In the listing below, from the line containing "Tag the yellow" through the end, with both ends included, substitute "tall utility pole" for "tall light pole" and write those lines out again with nothing else changed.

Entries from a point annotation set
---

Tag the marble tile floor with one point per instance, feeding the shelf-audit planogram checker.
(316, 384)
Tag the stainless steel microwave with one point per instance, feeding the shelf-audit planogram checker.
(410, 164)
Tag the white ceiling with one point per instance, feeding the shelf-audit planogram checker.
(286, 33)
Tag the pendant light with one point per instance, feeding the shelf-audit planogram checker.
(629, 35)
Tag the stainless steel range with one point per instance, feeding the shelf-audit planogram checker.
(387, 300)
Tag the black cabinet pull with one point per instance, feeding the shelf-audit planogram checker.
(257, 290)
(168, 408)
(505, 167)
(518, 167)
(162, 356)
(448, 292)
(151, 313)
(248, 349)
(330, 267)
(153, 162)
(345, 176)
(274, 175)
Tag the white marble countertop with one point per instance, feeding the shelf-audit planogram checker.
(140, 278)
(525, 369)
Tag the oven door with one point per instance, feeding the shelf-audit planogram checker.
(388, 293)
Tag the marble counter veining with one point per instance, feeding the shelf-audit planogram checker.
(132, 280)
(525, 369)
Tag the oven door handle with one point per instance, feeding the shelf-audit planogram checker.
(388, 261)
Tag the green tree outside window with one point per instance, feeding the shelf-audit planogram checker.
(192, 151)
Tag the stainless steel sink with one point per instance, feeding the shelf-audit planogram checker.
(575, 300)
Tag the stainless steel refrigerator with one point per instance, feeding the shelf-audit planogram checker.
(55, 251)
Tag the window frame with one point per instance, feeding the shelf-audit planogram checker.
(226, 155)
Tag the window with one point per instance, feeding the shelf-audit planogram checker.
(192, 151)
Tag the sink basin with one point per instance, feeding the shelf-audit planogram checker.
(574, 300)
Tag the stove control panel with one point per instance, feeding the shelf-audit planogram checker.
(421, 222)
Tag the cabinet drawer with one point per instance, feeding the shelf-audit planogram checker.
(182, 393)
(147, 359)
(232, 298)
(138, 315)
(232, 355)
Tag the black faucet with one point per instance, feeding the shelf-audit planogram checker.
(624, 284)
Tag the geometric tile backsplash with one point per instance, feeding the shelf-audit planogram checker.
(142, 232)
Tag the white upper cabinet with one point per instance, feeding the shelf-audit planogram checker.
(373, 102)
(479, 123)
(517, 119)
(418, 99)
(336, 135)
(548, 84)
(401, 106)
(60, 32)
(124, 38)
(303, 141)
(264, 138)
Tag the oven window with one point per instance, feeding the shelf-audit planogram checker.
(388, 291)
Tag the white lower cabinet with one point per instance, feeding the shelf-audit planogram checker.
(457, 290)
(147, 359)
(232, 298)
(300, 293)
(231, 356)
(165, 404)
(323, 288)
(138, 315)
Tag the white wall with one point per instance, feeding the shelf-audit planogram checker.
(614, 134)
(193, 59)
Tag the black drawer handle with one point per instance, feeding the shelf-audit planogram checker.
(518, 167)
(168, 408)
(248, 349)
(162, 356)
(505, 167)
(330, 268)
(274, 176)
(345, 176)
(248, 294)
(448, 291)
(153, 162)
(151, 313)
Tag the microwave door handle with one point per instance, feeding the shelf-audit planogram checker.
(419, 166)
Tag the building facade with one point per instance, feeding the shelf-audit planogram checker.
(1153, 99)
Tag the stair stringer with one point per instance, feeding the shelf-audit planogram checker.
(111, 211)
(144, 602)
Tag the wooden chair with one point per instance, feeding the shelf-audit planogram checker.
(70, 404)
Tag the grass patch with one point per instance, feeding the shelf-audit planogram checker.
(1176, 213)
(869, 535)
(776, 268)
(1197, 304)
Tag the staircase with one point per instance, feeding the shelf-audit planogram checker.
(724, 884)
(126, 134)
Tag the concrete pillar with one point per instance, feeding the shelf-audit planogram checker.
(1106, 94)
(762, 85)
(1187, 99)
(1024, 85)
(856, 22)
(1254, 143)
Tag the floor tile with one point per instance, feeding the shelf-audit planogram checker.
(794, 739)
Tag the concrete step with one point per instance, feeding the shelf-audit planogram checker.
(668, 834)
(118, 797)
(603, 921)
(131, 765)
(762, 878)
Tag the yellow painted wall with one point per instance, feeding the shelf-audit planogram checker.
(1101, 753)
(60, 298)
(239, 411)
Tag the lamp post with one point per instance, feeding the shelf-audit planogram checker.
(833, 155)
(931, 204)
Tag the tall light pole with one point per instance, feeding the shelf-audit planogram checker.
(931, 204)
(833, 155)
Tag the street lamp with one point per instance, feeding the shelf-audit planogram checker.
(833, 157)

---

• _Result for this task_:
Tag the yellow painted wall with one point per instance, feeding the shelf-audit planogram checker.
(1101, 753)
(60, 298)
(239, 411)
Tag the lamp post with one point per instance, feeding the shelf-audit planogram checker.
(833, 155)
(931, 204)
Tag the tall utility pole with one point per instance, feeding the shelf-audit planogram checker.
(931, 204)
(833, 155)
Tag the street lamp with one point per instance, feeding the shelf-audit planogram checker.
(833, 157)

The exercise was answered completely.